DOCUMENT SEGMENT:
=-=-=
ZenCity posted on 17 Mar 2020
As the coronavirus starts to spread across the US, so too has online discourse about the new pandemic, including questions, concerns and misinformation.
Subsequently, local government agencies across the country find themselves on the frontlines of tackling this crisis – shaping social distancing policies, supporting local businesses and more than all providing relevant information to their communities by handling public inquiries, taking service requests and providing responsible, accurate, information to their residents.
One of the key questions these organizations face, as they handle this crisis, make policy decisions, and shape their messaging to their communities – is what are their residents’ main concerns? What are the things they should take into account when taking action and sharing messages?
To support this acute need, we took a deep dive into millions of online public conversations from over 100 US cities to highlight key discourse trends on the coronavirus pandemic.
At Zencity, we help local governments understand their communities needs and priorities by analyzing millions of aggregated, anonymized public online conversations in their communities. We can recognize the topics, clusters and sentiment being discussed and recognize key trends and needs.
Since March 1st, we analyzed over more than 1.5 million online interactions about the coronavirus from over 100 cities and counties across the US. Here is what we found.
((In the context of our reporting, the term ‘interactions’ encompasses all engagements made on social media (posts, tweets, likes, comments, shares, retweets, etc.). The number of interactions, therefore, reflects the volume of discourse and as such – the level of interest.))
While it might feel like the conversation on COVID19 is only happening in the media, our analysis found that city residents are very actively engaged in this conversation. While on average public health related conversations only make up for less than 5% of resident comments, since March 1st we see more than 21% of the comments being about Public Health.
We can also see that the main topics being discussed across communities change significantly as the outbreak started. While normally public safety related topics control community concerns (with 18% of the discussion), since the outbreak we can see that public health, schools and festivals/events are the main topics, all in relation to coronavirus.
Moreover, an analysis of popular terms used shows us that keywords that have to do with coronavirus were much more commonly used than any other terms (the larger the word is the more repetitive it was).
But what were all of these comments about? What are the main things concerning communities across the US? What questions do people have? Using topic modeling and clustering, we were able to identify what people are specifically talking about, and by extension, most interested in or concerned with. This information can help local government officials shape both policy and messaging, focusing on the issues that people care about the most. From our analysis, we were able to conclude that residents primarily express concern about the following issues:
Below we’ve provided an analysis of the above graph and essential takeaways on what residents are saying.
=-=-=
INFORMATION:
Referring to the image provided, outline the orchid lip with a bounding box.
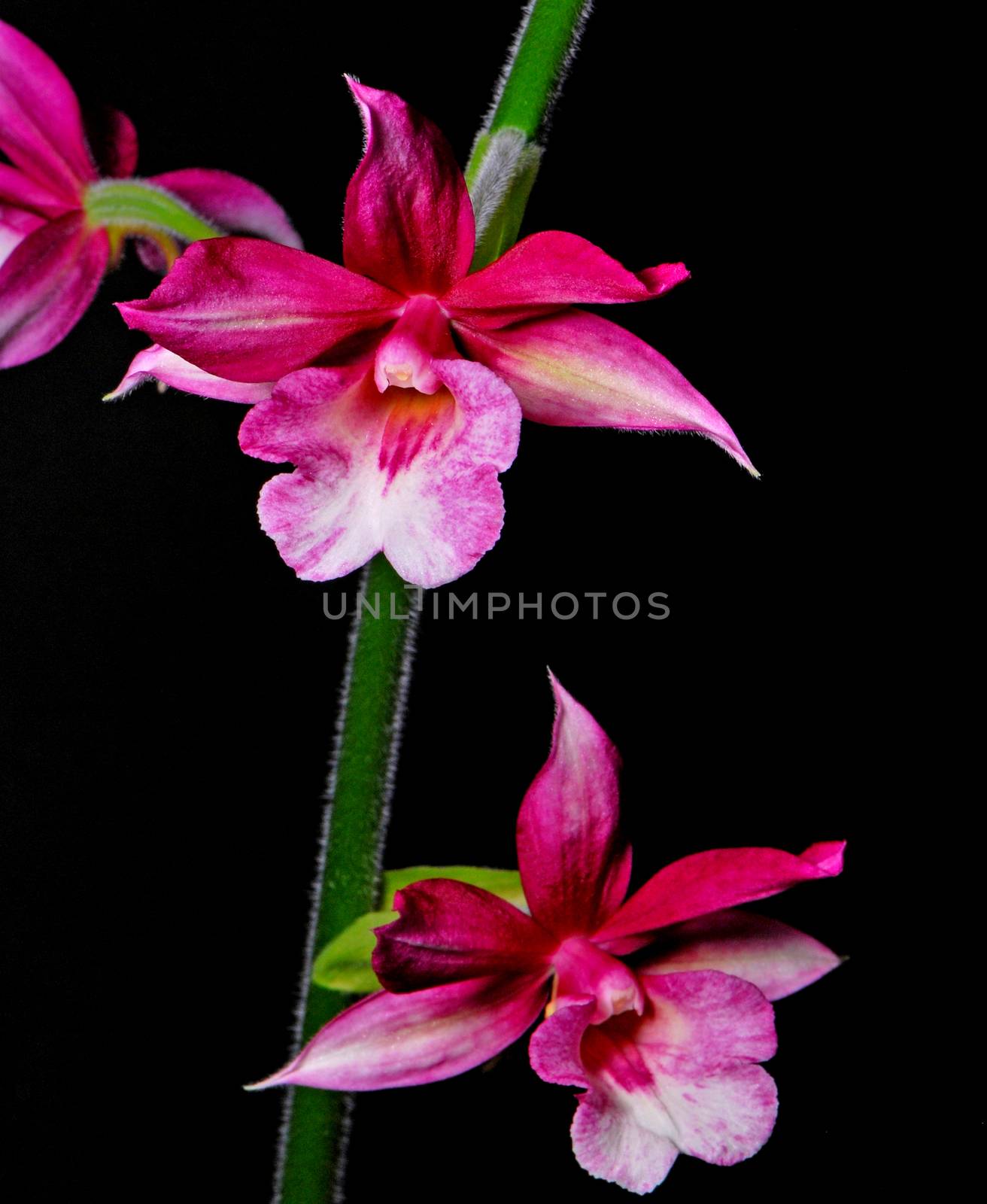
[373,293,453,394]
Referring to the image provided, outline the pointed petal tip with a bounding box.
[243,1067,287,1091]
[802,841,846,877]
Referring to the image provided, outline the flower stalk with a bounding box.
[275,555,418,1204]
[275,0,590,1204]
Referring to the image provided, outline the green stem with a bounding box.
[84,179,224,242]
[275,554,418,1204]
[486,0,592,140]
[272,0,592,1204]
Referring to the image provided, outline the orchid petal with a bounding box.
[148,167,302,248]
[343,78,473,296]
[454,309,757,476]
[636,911,840,1001]
[241,360,521,588]
[117,239,402,382]
[373,877,556,991]
[0,201,44,267]
[247,974,548,1091]
[84,105,138,179]
[518,676,630,938]
[0,209,110,369]
[104,343,275,405]
[590,841,845,944]
[0,163,71,218]
[531,971,778,1194]
[442,230,688,330]
[0,20,96,201]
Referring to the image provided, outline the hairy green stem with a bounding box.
[486,0,592,141]
[275,554,418,1204]
[275,0,592,1204]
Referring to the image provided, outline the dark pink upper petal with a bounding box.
[518,676,630,939]
[442,230,688,330]
[0,20,96,201]
[638,911,840,1001]
[239,360,521,588]
[590,841,844,944]
[0,211,110,369]
[0,163,72,218]
[343,80,473,296]
[243,974,548,1091]
[0,201,44,267]
[373,877,556,991]
[454,309,757,476]
[83,105,138,179]
[148,167,302,247]
[117,239,402,382]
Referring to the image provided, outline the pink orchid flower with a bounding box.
[112,80,755,586]
[0,20,301,367]
[250,679,844,1194]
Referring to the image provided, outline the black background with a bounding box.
[0,0,882,1204]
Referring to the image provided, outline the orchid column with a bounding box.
[275,0,592,1204]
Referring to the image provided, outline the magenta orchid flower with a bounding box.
[250,679,844,1194]
[0,20,301,367]
[112,80,754,586]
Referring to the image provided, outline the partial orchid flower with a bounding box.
[111,80,756,586]
[0,20,301,367]
[255,678,844,1194]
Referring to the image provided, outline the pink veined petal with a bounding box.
[454,309,758,476]
[83,105,138,179]
[0,201,44,267]
[442,230,688,330]
[518,676,630,939]
[0,212,110,369]
[0,163,72,218]
[590,841,845,944]
[104,343,275,405]
[241,360,521,588]
[636,911,840,1001]
[117,239,403,382]
[343,78,474,296]
[148,167,302,248]
[245,975,548,1091]
[0,20,96,202]
[531,971,778,1194]
[373,877,556,992]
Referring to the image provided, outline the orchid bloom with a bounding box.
[111,80,755,588]
[250,679,844,1194]
[0,20,301,367]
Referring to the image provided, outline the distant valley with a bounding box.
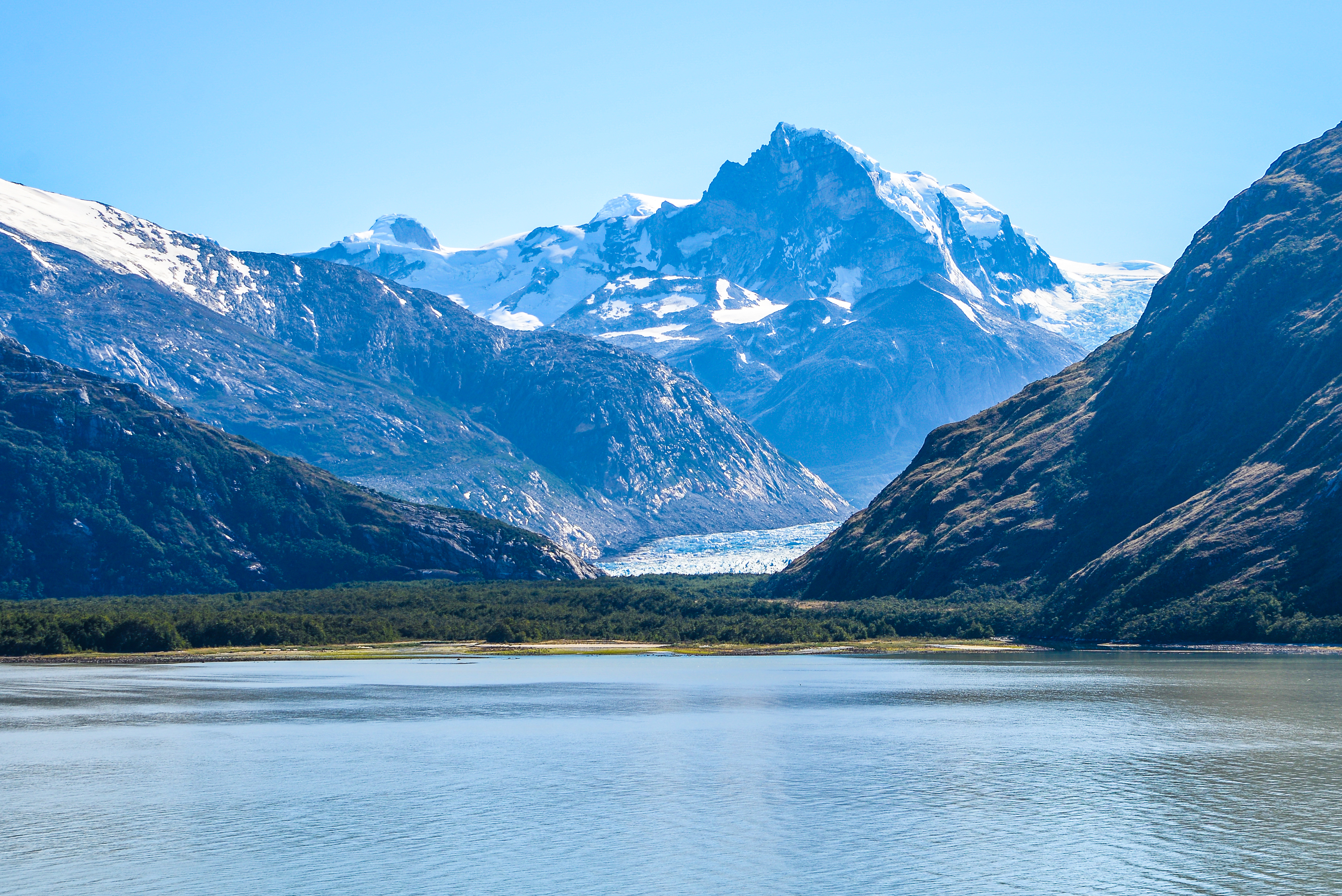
[314,125,1167,504]
[0,174,852,559]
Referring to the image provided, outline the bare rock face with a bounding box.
[772,127,1342,637]
[0,182,852,559]
[554,125,1084,503]
[0,337,600,597]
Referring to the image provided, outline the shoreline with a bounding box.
[10,638,1342,665]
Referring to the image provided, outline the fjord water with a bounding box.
[0,652,1342,895]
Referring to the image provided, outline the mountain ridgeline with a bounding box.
[770,126,1342,640]
[314,125,1165,503]
[0,182,852,559]
[0,337,600,597]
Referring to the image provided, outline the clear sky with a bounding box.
[0,0,1342,264]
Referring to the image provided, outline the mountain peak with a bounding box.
[344,215,443,249]
[591,193,694,224]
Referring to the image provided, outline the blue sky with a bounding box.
[0,0,1342,263]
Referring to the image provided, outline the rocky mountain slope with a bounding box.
[0,181,849,558]
[0,337,600,597]
[315,125,1122,502]
[772,126,1342,640]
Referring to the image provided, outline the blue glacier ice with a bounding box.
[597,520,839,575]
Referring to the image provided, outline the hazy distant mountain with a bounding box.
[774,126,1342,640]
[307,125,1164,502]
[0,174,849,558]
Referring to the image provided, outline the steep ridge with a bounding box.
[772,127,1342,638]
[0,337,600,597]
[554,125,1082,503]
[315,125,1111,502]
[0,181,849,558]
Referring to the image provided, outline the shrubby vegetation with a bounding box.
[0,575,1027,656]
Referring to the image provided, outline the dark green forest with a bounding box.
[0,575,1025,656]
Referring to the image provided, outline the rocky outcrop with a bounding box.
[772,121,1342,637]
[0,208,849,558]
[0,337,600,597]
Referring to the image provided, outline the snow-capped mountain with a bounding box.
[592,193,694,221]
[1041,259,1170,349]
[307,125,1132,329]
[317,125,1161,502]
[0,181,851,558]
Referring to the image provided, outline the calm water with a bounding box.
[0,654,1342,896]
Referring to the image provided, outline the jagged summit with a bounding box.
[589,193,694,224]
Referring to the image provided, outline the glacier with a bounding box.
[597,520,839,575]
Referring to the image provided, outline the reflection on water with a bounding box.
[0,653,1342,896]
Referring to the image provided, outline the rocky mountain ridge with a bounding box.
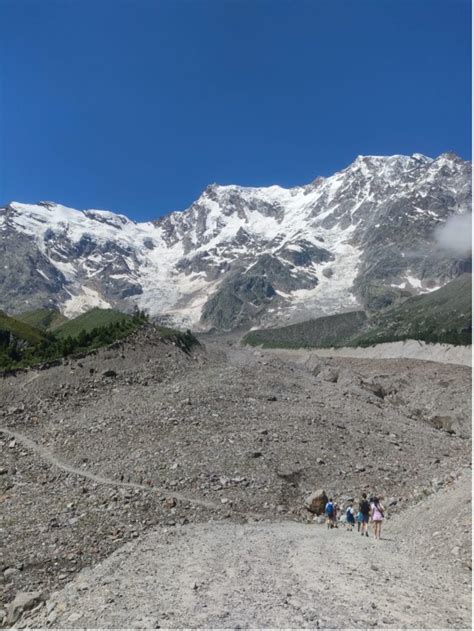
[0,153,471,330]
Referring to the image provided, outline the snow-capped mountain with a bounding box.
[0,153,471,329]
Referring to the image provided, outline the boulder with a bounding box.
[7,592,46,625]
[304,489,328,515]
[318,366,339,383]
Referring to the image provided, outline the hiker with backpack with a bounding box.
[325,497,336,528]
[359,493,370,537]
[346,502,355,532]
[370,497,385,539]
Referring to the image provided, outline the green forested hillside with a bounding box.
[56,308,133,338]
[15,309,67,331]
[243,274,472,348]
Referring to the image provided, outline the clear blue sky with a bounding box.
[0,0,471,220]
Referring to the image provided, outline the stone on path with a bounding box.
[7,592,45,625]
[304,489,328,515]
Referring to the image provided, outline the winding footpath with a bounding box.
[0,427,222,514]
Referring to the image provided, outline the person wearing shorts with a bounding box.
[359,493,370,537]
[370,497,384,539]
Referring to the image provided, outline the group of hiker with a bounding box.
[325,493,385,539]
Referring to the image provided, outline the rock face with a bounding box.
[304,489,328,515]
[0,153,471,330]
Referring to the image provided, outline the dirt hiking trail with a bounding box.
[22,469,471,629]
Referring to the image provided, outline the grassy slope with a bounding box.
[15,309,67,331]
[351,274,472,346]
[55,308,132,338]
[243,311,367,348]
[243,274,472,348]
[0,311,44,344]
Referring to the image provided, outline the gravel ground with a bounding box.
[268,340,472,366]
[0,330,471,626]
[21,470,471,629]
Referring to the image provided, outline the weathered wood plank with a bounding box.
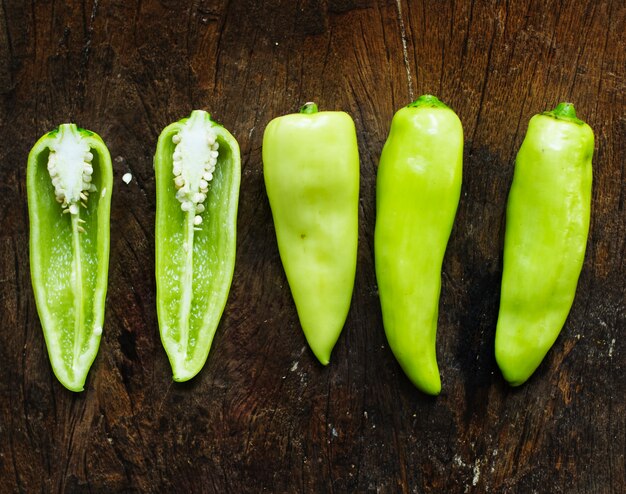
[0,0,626,493]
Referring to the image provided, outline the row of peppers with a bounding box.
[27,95,594,395]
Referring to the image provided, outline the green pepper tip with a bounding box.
[300,101,318,115]
[542,101,585,125]
[406,94,448,108]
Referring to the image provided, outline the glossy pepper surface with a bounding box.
[27,124,113,391]
[263,104,359,365]
[154,110,241,381]
[495,103,594,386]
[374,95,463,395]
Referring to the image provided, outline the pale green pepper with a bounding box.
[263,103,359,365]
[374,95,463,395]
[495,103,594,386]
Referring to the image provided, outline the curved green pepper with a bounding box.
[154,110,241,381]
[374,95,463,395]
[263,103,359,365]
[26,124,113,391]
[495,103,594,386]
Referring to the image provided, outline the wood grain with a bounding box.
[0,0,626,493]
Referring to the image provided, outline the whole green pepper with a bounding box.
[26,124,113,391]
[495,103,594,386]
[154,110,241,381]
[263,103,359,365]
[374,95,463,395]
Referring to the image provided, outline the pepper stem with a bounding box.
[406,94,448,108]
[300,101,318,115]
[542,102,584,125]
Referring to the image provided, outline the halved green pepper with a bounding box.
[374,95,463,395]
[26,124,113,391]
[495,103,594,386]
[263,103,359,365]
[154,110,241,381]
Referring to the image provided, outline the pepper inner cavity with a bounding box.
[172,110,219,360]
[47,124,97,369]
[48,124,96,220]
[172,112,219,227]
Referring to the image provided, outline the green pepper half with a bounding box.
[495,103,594,386]
[374,95,463,395]
[154,110,241,381]
[263,103,359,365]
[26,124,113,391]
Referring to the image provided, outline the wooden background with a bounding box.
[0,0,626,493]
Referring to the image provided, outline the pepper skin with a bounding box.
[374,95,463,395]
[263,103,359,365]
[26,124,113,392]
[495,103,594,386]
[154,110,241,381]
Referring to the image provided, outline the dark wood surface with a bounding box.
[0,0,626,493]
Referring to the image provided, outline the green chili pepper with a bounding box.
[374,95,463,395]
[495,103,594,386]
[263,103,359,365]
[154,110,241,381]
[27,124,113,391]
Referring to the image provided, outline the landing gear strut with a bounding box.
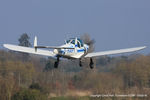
[89,58,94,69]
[79,59,82,67]
[54,57,59,68]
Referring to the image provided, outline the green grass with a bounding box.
[50,96,90,100]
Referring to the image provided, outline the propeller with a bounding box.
[81,34,95,53]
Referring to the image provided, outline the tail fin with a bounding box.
[34,36,37,52]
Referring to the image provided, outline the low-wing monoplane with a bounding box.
[4,37,146,69]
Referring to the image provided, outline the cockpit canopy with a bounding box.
[66,38,83,48]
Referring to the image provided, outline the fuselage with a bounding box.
[53,39,89,59]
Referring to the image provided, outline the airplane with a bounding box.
[3,36,146,69]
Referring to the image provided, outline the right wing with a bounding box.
[3,44,56,57]
[85,46,146,57]
[34,46,74,49]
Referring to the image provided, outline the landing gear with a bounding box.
[54,57,59,68]
[89,58,94,69]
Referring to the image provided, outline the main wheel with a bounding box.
[79,60,82,67]
[90,63,94,69]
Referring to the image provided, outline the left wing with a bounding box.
[3,44,56,57]
[85,46,146,57]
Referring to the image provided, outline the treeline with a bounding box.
[0,50,150,100]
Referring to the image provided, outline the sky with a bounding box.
[0,0,150,53]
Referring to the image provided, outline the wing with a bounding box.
[85,46,146,57]
[3,44,56,57]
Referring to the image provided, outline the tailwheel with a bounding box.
[89,58,94,69]
[54,57,59,68]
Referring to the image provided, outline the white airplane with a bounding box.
[3,36,146,69]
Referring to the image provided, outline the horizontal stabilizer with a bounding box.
[85,46,146,57]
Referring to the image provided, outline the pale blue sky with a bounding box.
[0,0,150,53]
=-=-=
REQUIREMENT 1:
Answer each question from the post on coronavirus discourse:
(a) From how many US cities and counties were the online interactions drawn?
(b) What share of resident comments have been about public health since March 1st?
(c) Which topics normally control community concerns, and what share of the discussion do they hold?
REQUIREMENT 2:
Say whether each statement agrees with the post on coronavirus discourse, and quote the words that decide it:
(a) The analysis covered conversations from fewer than 50 cities.
(b) The term "interactions" includes likes and shares.
(c) Since the outbreak, schools have been among the main topics discussed.
REQUIREMENT 3:
In the post on coronavirus discourse, rewrite the paragraph beginning "While it might feel like the conversation on COVID19" more briefly, keeping its main facts.
The records have nothing to do with the post on coronavirus discourse.

ANSWER AREA 1:
(a) Over 100.
(b) More than 21%.
(c) Public safety related topics, with 18% of the discussion.

ANSWER AREA 2:
(a) No: "from over 100 US cities"
(b) Yes: "all engagements made on social media (posts, tweets, likes, comments, shares, retweets, etc.)"
(c) Yes: "public health, schools and festivals/events are the main topics"

ANSWER AREA 3:
The COVID-19 conversation may seem confined to the media, but city residents are actively engaged in it. Public health usually makes up less than 5% of resident comments, yet since March 1st it has accounted for more than 21%.